WHAT TO WORK ON:
Word for word, restate every entry that follows.

RECORDS TO PROCESS:
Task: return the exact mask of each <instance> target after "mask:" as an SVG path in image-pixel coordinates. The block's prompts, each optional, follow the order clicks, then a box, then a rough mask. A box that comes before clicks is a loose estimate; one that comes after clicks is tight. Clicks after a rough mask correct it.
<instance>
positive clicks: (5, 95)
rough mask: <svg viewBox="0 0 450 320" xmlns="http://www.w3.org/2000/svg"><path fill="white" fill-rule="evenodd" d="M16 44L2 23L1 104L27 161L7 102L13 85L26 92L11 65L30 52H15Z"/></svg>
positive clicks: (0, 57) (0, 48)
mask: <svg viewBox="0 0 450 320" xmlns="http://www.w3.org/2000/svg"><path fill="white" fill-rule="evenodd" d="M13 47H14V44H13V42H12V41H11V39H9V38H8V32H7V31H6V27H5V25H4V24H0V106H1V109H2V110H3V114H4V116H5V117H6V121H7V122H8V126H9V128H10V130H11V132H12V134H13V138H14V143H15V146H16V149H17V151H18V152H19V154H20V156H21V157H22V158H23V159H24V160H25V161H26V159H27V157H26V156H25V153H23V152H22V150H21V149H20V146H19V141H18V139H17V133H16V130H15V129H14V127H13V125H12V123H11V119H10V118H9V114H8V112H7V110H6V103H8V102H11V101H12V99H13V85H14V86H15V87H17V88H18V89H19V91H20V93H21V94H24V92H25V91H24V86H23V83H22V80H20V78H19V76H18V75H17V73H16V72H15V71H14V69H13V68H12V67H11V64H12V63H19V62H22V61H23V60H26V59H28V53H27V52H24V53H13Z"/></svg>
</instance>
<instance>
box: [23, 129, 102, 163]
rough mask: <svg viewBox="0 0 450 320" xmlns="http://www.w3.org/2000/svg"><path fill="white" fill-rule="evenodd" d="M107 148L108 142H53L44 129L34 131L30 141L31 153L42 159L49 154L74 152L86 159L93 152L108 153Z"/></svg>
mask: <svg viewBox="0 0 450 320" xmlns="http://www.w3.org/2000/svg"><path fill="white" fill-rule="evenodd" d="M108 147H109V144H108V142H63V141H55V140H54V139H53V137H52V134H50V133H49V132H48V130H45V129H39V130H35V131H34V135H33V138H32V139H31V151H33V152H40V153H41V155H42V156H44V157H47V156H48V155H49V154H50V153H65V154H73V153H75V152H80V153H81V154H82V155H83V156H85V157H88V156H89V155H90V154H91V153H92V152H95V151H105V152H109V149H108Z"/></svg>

TASK RESPONSE:
Task: return the exact mask of each <instance> target after "mask:" as an SVG path in image-pixel coordinates. The block's prompts, each optional, follow the order clicks, then a box, then a rough mask. A box that comes before clicks is a loose estimate; one that comes after clicks is tight. Clicks after a rough mask correct it.
<instance>
positive clicks: (5, 95)
rough mask: <svg viewBox="0 0 450 320" xmlns="http://www.w3.org/2000/svg"><path fill="white" fill-rule="evenodd" d="M16 44L2 23L1 104L27 161L7 102L13 85L26 92L11 65L30 52H15Z"/></svg>
positive clicks: (0, 57) (0, 48)
mask: <svg viewBox="0 0 450 320" xmlns="http://www.w3.org/2000/svg"><path fill="white" fill-rule="evenodd" d="M13 47H14V44H13V42H12V41H11V39H9V38H8V32H7V31H6V27H5V25H4V24H0V106H1V109H2V110H3V114H4V116H5V117H6V121H7V122H8V126H9V128H10V130H11V132H12V134H13V138H14V143H15V146H16V149H17V151H18V152H19V154H20V156H21V157H22V158H23V159H24V160H25V161H26V159H27V157H26V156H25V153H23V152H22V150H21V149H20V146H19V141H18V139H17V133H16V130H15V129H14V127H13V125H12V123H11V119H10V118H9V114H8V112H7V110H6V103H8V102H11V101H12V99H13V85H14V86H15V87H17V88H18V89H19V91H20V93H21V94H24V92H25V91H24V86H23V83H22V80H20V78H19V76H18V75H17V73H16V72H15V71H14V69H13V68H12V67H11V64H12V63H19V62H22V61H23V60H26V59H28V53H27V52H24V53H13Z"/></svg>
</instance>
<instance>
box: [23, 129, 102, 163]
rough mask: <svg viewBox="0 0 450 320" xmlns="http://www.w3.org/2000/svg"><path fill="white" fill-rule="evenodd" d="M107 148L108 142H53L44 129L34 131L30 141L31 153L42 159L49 154L74 152L86 159L93 152L108 153Z"/></svg>
mask: <svg viewBox="0 0 450 320" xmlns="http://www.w3.org/2000/svg"><path fill="white" fill-rule="evenodd" d="M108 147H109V144H108V142H63V141H55V140H54V139H53V137H52V134H50V133H49V132H48V130H45V129H39V130H35V131H34V135H33V138H32V139H31V151H33V152H40V153H41V155H42V156H44V157H47V156H48V155H49V154H50V153H65V154H73V153H75V152H80V153H81V154H82V155H83V156H85V157H88V156H89V155H90V154H91V153H92V152H95V151H105V152H109V149H108Z"/></svg>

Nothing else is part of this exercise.